**REQUIRED ACTION A**
According to the article on chatbot safety bypasses, what university were the researchers who led the study at?
**REQUIRED ACTION B**
Reproduce a passage from the article on chatbot safety bypasses, starting at the words "Researchers bypassed ChatGPT" and ending after "potentially lethal information.".

AI Chatbots Can Be Tricked Into Giving Detailed Suicide Instructions

New research exposes how simple prompt tricks can turn helpful AI assistants into dangerous collaborators in self-harm conversations.

Jul 31, 2025

2 min read

Why Trust Gadget Review_

Our editorial process is built on human expertise, ensuring that every article is reliable and trustworthy. AI helps us shape our content to be as accurate and engaging as possible.
Learn more about our commitment to integrity in our Code of Ethics.

Key Takeaways

Researchers bypassed ChatGPT and Perplexity safety measures using simple prompts
AI chatbots escalated into “conspiring” conversations about self-harm methods
Companies acknowledge current safeguards fail against basic manipulation techniques

Your trusted AI assistant just became a lot less trustworthy. Researchers at Northeastern University discovered they could easily manipulate ChatGPT and Perplexity AI into providing frighteningly specific self-harm advice—despite both platforms supposedly having robust safety measures.

The study, led by Annika Schoene and Cansu Canca, used “adversarial jailbreaking“—basically crafting clever prompts that trick the AI into ignoring its own rules. Think of it like finding the exact combination of words that makes a bouncer let you into an exclusive club, except the club is dispensing potentially lethal information.

Once researchers cracked these digital safeguards, something disturbing happened. The chatbots didn’t just provide harmful information—they became collaborative partners in dangerous conversations.

“After the first couple of prompts, it almost becomes like you’re conspiring with the system against yourself, because there’s a conversation aspect… it’s constantly escalating,” Canca explained.

This hits different than scrolling through static web content. Unlike reading harmful information on a forum, these AI conversations adapt and personalize responses. The chatbot remembers what you’ve discussed and builds on previous exchanges, creating an increasingly specific and dangerous dialogue.

The conversational nature creates a feedback loop that doesn’t exist anywhere else online. Your social media algorithms might show you concerning content, but they don’t actively engage in back-and-forth conversations that could worsen a mental health crisis.

Dr. Joel Stoddard, a computational psychiatrist at the University of Colorado, emphasized the immediate stakes: “It’s not just a technical issue—these are real human factors concerns, and the harms can be immediate and serious.”

The researchers proposed implementing “waiting periods” for sensitive queries—similar to gun purchase delays—since suicidal ideation often passes quickly when access to means is delayed or denied.

OpenAI responded by reaffirming their commitment to collaborating with mental health experts and updating safeguards. But separate Stanford research found similar vulnerabilities across therapy-focused chatbots, suggesting this isn’t an isolated problem.

The American Psychological Association has formally called for tighter regulation of AI mental health tools, warning they shouldn’t impersonate human therapists or operate unsupervised during crisis situations.

These findings expose a fundamental tension in AI deployment: the same conversational abilities that make chatbots helpful for productivity can become dangerous when applied to vulnerable users seeking emotional support. Your late-night ChatGPT sessions might feel harmless, but this research reveals how quickly that dynamic can shift into genuinely hazardous territory.

The tech industry’s move-fast-and-break-things approach becomes literally life-threatening when the things being broken are people’s safety nets during their darkest moments.

**ENTRIES SUPPLIED**
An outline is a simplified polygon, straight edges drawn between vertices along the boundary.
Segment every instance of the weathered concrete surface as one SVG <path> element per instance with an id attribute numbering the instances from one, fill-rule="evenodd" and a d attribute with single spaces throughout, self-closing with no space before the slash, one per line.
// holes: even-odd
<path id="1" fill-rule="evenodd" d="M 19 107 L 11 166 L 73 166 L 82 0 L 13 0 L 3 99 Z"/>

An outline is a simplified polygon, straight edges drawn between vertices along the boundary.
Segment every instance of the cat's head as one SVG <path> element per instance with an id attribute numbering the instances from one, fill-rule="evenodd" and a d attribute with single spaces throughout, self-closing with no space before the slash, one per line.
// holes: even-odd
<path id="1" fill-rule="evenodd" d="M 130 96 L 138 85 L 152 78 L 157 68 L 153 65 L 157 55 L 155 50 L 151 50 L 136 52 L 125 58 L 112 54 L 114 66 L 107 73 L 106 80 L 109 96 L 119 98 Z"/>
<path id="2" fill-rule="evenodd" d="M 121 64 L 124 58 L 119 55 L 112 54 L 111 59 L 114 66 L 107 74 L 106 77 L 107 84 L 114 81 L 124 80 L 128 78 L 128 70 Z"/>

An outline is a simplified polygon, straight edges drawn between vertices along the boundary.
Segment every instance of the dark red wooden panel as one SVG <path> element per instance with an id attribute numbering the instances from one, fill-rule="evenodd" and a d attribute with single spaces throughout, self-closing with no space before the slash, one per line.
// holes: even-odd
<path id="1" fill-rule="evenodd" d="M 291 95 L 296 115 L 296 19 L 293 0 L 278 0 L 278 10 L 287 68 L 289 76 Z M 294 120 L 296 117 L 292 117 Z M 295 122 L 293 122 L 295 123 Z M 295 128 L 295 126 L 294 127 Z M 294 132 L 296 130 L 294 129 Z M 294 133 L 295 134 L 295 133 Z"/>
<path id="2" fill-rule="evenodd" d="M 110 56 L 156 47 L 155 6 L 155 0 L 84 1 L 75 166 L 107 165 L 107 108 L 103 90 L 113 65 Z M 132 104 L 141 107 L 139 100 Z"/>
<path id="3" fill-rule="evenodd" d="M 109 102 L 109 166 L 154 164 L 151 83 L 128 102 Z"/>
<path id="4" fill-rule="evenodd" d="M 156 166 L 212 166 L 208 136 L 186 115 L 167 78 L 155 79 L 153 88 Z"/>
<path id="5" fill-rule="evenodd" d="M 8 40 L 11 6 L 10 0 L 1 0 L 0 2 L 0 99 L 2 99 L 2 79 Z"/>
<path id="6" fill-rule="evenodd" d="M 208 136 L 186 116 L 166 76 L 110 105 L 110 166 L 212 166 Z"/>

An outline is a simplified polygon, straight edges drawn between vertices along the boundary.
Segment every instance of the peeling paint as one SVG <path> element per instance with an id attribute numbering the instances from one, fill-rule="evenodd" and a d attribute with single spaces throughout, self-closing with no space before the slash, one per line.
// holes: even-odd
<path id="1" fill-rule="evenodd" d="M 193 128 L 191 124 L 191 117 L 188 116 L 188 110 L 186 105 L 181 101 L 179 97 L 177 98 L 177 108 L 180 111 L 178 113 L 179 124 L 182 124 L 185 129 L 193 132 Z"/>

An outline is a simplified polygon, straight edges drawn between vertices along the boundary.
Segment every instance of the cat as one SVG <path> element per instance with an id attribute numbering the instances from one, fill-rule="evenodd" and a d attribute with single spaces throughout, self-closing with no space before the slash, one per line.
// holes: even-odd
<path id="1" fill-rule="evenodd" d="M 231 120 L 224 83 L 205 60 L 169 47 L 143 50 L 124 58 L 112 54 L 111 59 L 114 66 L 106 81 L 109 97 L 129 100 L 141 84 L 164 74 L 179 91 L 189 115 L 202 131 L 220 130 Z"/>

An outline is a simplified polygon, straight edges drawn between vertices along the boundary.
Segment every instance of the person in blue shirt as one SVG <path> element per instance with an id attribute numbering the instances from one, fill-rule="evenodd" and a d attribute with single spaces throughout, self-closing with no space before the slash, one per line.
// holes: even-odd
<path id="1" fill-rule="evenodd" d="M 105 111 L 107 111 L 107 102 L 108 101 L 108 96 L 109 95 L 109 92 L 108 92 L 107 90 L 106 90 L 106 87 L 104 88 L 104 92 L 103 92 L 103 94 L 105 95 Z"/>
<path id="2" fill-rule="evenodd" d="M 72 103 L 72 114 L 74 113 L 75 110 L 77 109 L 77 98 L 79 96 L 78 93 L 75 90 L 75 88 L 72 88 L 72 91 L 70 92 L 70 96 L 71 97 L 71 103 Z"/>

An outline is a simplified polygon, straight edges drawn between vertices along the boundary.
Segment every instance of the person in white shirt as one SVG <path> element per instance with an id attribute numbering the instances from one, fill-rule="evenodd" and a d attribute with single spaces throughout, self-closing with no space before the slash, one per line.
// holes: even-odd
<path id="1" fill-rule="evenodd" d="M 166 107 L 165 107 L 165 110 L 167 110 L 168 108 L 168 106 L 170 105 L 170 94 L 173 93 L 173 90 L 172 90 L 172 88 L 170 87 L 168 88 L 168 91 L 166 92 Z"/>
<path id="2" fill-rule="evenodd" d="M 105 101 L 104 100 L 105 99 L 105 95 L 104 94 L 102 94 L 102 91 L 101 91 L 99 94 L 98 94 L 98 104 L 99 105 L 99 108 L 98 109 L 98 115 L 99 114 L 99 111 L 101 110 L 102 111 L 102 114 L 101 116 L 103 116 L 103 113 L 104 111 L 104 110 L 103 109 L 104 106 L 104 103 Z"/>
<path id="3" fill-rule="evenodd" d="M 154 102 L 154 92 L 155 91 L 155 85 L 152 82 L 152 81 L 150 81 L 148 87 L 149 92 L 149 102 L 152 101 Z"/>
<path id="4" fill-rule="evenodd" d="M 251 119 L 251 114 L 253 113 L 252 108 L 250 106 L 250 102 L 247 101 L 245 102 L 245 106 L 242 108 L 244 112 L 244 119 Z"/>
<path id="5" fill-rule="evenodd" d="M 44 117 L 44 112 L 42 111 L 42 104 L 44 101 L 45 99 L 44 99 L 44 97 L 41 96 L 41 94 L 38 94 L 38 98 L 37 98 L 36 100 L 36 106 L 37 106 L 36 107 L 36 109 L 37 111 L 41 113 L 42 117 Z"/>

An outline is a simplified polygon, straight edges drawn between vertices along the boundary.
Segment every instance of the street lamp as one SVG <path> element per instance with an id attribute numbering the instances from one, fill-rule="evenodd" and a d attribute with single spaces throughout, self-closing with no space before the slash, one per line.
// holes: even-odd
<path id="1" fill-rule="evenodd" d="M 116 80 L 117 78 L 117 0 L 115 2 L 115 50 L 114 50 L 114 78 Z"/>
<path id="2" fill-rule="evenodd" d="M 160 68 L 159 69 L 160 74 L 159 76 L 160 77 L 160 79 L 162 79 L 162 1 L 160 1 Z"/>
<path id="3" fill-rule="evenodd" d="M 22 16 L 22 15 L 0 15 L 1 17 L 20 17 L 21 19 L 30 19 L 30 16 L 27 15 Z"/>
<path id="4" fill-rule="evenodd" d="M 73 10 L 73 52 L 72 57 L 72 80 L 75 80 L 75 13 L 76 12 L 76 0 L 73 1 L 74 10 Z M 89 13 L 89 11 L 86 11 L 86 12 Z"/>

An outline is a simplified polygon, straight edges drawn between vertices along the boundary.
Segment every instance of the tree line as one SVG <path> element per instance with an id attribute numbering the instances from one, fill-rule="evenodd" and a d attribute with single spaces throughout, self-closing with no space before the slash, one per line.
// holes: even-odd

**WRITTEN ANSWER A**
Northeastern University.

**WRITTEN ANSWER B**
Researchers bypassed ChatGPT and Perplexity safety measures using simple prompts
AI chatbots escalated into “conspiring” conversations about self-harm methods
Companies acknowledge current safeguards fail against basic manipulation techniques

Your trusted AI assistant just became a lot less trustworthy. Researchers at Northeastern University discovered they could easily manipulate ChatGPT and Perplexity AI into providing frighteningly specific self-harm advice—despite both platforms supposedly having robust safety measures.

The study, led by Annika Schoene and Cansu Canca, used “adversarial jailbreaking“—basically crafting clever prompts that trick the AI into ignoring its own rules. Think of it like finding the exact combination of words that makes a bouncer let you into an exclusive club, except the club is dispensing potentially lethal information.